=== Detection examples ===
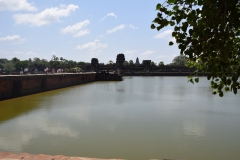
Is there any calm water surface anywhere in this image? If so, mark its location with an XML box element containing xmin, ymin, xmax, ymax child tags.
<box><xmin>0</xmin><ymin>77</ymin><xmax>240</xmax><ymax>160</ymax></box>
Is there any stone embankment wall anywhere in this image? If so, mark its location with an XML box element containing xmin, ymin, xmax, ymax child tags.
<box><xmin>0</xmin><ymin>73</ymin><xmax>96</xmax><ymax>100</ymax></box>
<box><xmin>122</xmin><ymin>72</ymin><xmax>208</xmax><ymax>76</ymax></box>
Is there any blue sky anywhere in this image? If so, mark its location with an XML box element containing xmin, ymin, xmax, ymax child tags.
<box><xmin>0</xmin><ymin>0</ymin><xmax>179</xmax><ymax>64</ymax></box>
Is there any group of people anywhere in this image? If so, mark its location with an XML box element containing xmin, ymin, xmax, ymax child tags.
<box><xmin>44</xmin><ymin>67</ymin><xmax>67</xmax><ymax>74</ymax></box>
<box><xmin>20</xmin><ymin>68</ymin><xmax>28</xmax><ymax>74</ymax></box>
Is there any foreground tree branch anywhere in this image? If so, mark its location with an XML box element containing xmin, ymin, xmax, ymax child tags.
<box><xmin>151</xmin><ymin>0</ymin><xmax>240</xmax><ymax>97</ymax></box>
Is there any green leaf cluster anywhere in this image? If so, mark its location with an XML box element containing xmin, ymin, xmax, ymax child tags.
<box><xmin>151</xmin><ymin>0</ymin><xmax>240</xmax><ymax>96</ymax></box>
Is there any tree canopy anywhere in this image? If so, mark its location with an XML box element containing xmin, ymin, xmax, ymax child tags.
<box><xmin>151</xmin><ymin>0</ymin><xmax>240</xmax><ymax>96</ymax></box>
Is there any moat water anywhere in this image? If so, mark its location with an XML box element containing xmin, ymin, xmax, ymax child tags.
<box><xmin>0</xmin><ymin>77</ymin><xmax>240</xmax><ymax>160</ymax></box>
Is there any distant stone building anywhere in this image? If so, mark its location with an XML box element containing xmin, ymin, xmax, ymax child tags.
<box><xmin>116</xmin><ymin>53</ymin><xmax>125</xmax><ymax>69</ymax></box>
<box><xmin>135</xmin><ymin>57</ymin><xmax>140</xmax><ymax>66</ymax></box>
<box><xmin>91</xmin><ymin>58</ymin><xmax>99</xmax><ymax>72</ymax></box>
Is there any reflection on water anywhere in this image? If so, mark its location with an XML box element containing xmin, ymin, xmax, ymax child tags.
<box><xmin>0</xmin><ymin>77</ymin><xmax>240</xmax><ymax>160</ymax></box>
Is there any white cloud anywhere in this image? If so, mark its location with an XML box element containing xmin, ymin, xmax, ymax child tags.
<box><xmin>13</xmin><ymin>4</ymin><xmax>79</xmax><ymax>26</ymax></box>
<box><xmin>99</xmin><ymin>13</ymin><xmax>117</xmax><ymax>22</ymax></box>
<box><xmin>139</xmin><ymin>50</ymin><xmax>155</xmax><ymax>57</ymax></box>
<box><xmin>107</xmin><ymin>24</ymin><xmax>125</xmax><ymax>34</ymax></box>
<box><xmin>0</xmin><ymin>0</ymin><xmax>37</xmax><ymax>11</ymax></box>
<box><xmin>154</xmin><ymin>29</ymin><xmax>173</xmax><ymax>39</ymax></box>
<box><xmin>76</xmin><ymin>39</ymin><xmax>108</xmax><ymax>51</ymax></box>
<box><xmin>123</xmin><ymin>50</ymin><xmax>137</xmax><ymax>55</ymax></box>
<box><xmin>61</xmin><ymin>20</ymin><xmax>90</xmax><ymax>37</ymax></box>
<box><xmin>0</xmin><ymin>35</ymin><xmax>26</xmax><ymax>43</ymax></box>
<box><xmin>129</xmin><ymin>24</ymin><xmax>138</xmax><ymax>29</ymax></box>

=== Problem statement ===
Convert the records into a JSON list of strings, one per line with blank lines omitted, starting at the line containing "Is there any reflection" and running through the last line of the records.

=== Expected answer ===
[
  "Is there any reflection on water anywhere in this image? If so, mark its location with an XML box element containing xmin, ymin, xmax, ymax child tags.",
  "<box><xmin>0</xmin><ymin>77</ymin><xmax>240</xmax><ymax>160</ymax></box>",
  "Is there any white cloud anywhere in this image? If so, mark its location with an XML box element containing xmin, ymin, xmax, ymax child tags.",
  "<box><xmin>13</xmin><ymin>4</ymin><xmax>79</xmax><ymax>26</ymax></box>",
  "<box><xmin>99</xmin><ymin>13</ymin><xmax>117</xmax><ymax>22</ymax></box>",
  "<box><xmin>139</xmin><ymin>50</ymin><xmax>155</xmax><ymax>57</ymax></box>",
  "<box><xmin>107</xmin><ymin>24</ymin><xmax>125</xmax><ymax>34</ymax></box>",
  "<box><xmin>0</xmin><ymin>0</ymin><xmax>37</xmax><ymax>11</ymax></box>",
  "<box><xmin>154</xmin><ymin>29</ymin><xmax>173</xmax><ymax>39</ymax></box>",
  "<box><xmin>76</xmin><ymin>39</ymin><xmax>108</xmax><ymax>51</ymax></box>",
  "<box><xmin>123</xmin><ymin>50</ymin><xmax>137</xmax><ymax>55</ymax></box>",
  "<box><xmin>61</xmin><ymin>20</ymin><xmax>90</xmax><ymax>37</ymax></box>",
  "<box><xmin>0</xmin><ymin>35</ymin><xmax>26</xmax><ymax>43</ymax></box>",
  "<box><xmin>129</xmin><ymin>24</ymin><xmax>138</xmax><ymax>29</ymax></box>"
]